Duplicate the rows below without any change, beginning with the first one and going on through the line that contains "point(242, 178)", with that line included.

* **Raw records**

************

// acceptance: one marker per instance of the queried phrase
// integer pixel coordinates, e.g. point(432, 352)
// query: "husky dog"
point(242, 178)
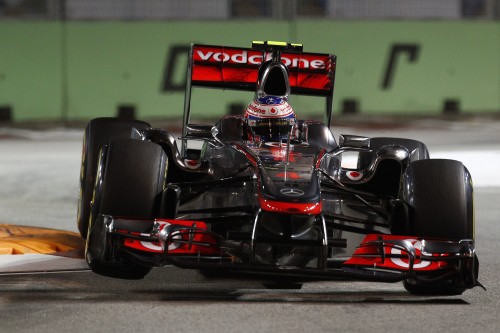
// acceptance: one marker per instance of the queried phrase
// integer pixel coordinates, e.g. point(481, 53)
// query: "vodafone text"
point(256, 59)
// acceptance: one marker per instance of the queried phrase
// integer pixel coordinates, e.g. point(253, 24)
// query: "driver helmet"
point(270, 118)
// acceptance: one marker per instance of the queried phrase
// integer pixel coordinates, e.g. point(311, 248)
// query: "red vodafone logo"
point(404, 261)
point(252, 57)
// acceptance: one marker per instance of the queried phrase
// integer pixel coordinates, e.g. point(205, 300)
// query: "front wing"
point(379, 257)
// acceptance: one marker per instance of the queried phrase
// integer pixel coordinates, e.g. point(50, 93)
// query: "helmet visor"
point(270, 129)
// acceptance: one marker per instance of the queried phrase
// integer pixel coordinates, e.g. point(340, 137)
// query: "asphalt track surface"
point(39, 186)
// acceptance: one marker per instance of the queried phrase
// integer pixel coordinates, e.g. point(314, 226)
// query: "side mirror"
point(200, 132)
point(354, 141)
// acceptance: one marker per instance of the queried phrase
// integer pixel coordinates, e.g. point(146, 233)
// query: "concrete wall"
point(82, 70)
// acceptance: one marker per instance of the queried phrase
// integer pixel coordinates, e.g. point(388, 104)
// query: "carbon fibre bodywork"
point(295, 209)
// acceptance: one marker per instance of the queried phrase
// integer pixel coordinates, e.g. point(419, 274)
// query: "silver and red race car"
point(222, 200)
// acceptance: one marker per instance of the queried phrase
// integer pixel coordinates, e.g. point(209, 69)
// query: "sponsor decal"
point(292, 192)
point(354, 175)
point(404, 262)
point(289, 175)
point(372, 257)
point(251, 57)
point(156, 246)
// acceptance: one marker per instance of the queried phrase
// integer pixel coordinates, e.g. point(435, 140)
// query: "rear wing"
point(237, 68)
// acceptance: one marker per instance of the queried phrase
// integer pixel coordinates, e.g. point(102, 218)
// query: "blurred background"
point(71, 60)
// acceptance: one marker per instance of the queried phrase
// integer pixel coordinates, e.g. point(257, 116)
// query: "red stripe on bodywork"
point(313, 208)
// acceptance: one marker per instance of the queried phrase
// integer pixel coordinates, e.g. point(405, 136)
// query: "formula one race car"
point(268, 196)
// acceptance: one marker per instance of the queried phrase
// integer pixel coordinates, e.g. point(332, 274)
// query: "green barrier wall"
point(87, 69)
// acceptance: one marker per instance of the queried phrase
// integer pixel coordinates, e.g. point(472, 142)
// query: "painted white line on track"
point(17, 263)
point(483, 165)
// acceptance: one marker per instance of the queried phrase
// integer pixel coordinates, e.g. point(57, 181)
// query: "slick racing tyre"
point(130, 180)
point(417, 149)
point(97, 133)
point(439, 196)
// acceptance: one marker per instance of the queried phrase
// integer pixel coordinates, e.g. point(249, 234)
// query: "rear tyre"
point(417, 149)
point(439, 196)
point(97, 133)
point(130, 181)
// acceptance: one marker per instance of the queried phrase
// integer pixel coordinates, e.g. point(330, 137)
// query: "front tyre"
point(130, 181)
point(99, 131)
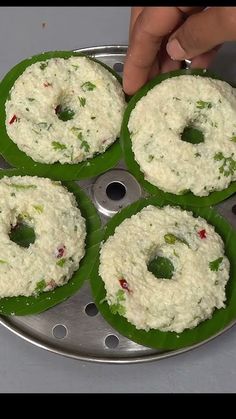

************

* **Written response**
// acceptance: one marker per instance of the queried phrase
// integer pixel coordinates, e.g. point(432, 352)
// query: "husky dog"
point(242, 178)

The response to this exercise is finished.